==== EXTRAIT DE PAGE
La discrimination salariale : à indice égal, l’enseignant a un salaire inférieur à celui du magistrat ou du militaire.  Et l’écart est grand ; il dépasse cent mille francs pour certaines catégories. Cette différence de traitement, cette inégalité devant les charges et les sacrifices est inadmissible, puisqu’elle n’a aucune justification, aucun fondement légal. Mais à qui le dites-vous, à des autorités imbues de leur invulnérabilité, et qui appliquent la loi de manière fantaisiste, capricieuse et imprévisible? Elles n’en ont cure.
L’extrême lenteur des procédures judiciaires : les recours peuvent faire jusqu’à 15 (je dis bien quinze) ans sans être enrôlés. C’est un déni de justice de fait, qui encourage les abus d’autorité et les excès de pouvoir de toutes sortes.
Les enseignants du primaire ne sont pas intégrés dans la Fonction publique ; ils sont contractualisés, ce qui les pénalise énormément sur le plan salarial. Il n’existe pas de convention collective dans le privé, et les titulaires de CAPIEMP ont parfois des salaires qui atteignent à peine le SMIG.
Les conditions de travail ne sont pas négociées : qu’il s’agisse des affectations ou des nominations, on leur brandit le pouvoir discrétionnaire qui sert de prétexte à toute sorte d’abus et d’exactions. La mauvaise gestion du personnel avec de nombreux enseignants fictifs, qui perçoivent des salaires et des avantages qui auraient pu être redistribués aux actifs.
La politisation de l’école : certains élus et autres membres des instances dirigeantes d’un certain parti sont très actifs, pour soutenir des personnels au profil douteux et surtout non conforme, qui sont promus à des fonctions qui les dépassent manifestement, pour faire créer des établissements scolaires sans aucun respect des spécifications techniques, et qui s’avèrent peu viables par la suite, pour faire recruter par dizaines des élèves dans les établissements. Ce qui est curieux, c’est que ces malversations sont restées sans conséquences négatives pour leurs auteurs ; toute cette engeance peut continuer, en toute impunité, à nuire à notre école, à saper les efforts des personnes qui veulent bien faire, sans inquiétude. Les organes de gestions de la Fonction publique, par lesquelles doivent passer les sanctions sérieuses n’existent pas. La procédure disciplinaire a été pour ainsi dire désactivée. On est véritablement dans une cour du Roi Pétaud où tout est permis.
========
### EXERCICE COURT A
Recopiez à l'identique les lignes des enregistrements ci-dessous. Commencez à la ligne qui contient "Quick check: Given the image above, locate every dense" et continuez jusqu'à la dernière ligne des enregistrements, ces deux lignes comprises.
==== DONNÉES FOURNIES
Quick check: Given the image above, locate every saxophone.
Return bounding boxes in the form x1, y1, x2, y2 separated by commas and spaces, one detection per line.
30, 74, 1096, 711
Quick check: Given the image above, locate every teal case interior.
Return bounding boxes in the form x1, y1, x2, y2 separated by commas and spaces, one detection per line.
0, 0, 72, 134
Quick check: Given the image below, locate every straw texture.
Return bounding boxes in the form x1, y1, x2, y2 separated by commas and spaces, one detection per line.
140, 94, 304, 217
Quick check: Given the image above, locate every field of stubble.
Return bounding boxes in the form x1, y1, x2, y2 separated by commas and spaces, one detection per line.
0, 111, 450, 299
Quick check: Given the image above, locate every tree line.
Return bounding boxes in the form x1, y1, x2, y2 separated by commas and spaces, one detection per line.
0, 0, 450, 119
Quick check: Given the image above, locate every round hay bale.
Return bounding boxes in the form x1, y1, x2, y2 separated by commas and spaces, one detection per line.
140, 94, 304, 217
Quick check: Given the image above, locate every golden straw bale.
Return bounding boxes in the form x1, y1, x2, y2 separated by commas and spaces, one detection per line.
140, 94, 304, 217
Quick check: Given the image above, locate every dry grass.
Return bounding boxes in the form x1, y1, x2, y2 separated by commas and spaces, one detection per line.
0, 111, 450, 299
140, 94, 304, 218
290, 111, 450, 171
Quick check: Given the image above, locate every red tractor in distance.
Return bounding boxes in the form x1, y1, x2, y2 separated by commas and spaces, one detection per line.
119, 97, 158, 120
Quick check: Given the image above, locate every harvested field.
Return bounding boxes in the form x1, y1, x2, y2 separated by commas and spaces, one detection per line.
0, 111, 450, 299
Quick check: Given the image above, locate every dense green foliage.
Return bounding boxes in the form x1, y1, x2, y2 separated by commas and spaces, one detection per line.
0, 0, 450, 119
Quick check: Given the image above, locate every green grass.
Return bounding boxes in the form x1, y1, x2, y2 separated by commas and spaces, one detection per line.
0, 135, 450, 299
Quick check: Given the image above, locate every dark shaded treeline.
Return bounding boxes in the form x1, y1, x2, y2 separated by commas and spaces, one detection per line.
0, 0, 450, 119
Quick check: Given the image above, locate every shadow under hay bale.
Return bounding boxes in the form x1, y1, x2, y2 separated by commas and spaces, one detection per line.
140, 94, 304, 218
========
### EXERCICE COURT B
Selon l'extrait sur la situation des enseignants, pendant combien de temps les recours peuvent-ils rester sans être enrôlés ?

### RÉPONSE A
Quick check: Given the image above, locate every dense green foliage.
Return bounding boxes in the form x1, y1, x2, y2 separated by commas and spaces, one detection per line.
0, 0, 450, 119
Quick check: Given the image above, locate every green grass.
Return bounding boxes in the form x1, y1, x2, y2 separated by commas and spaces, one detection per line.
0, 135, 450, 299
Quick check: Given the image above, locate every dark shaded treeline.
Return bounding boxes in the form x1, y1, x2, y2 separated by commas and spaces, one detection per line.
0, 0, 450, 119
Quick check: Given the image above, locate every shadow under hay bale.
Return bounding boxes in the form x1, y1, x2, y2 separated by commas and spaces, one detection per line.
140, 94, 304, 218

### RÉPONSE B
Jusqu'à quinze ans.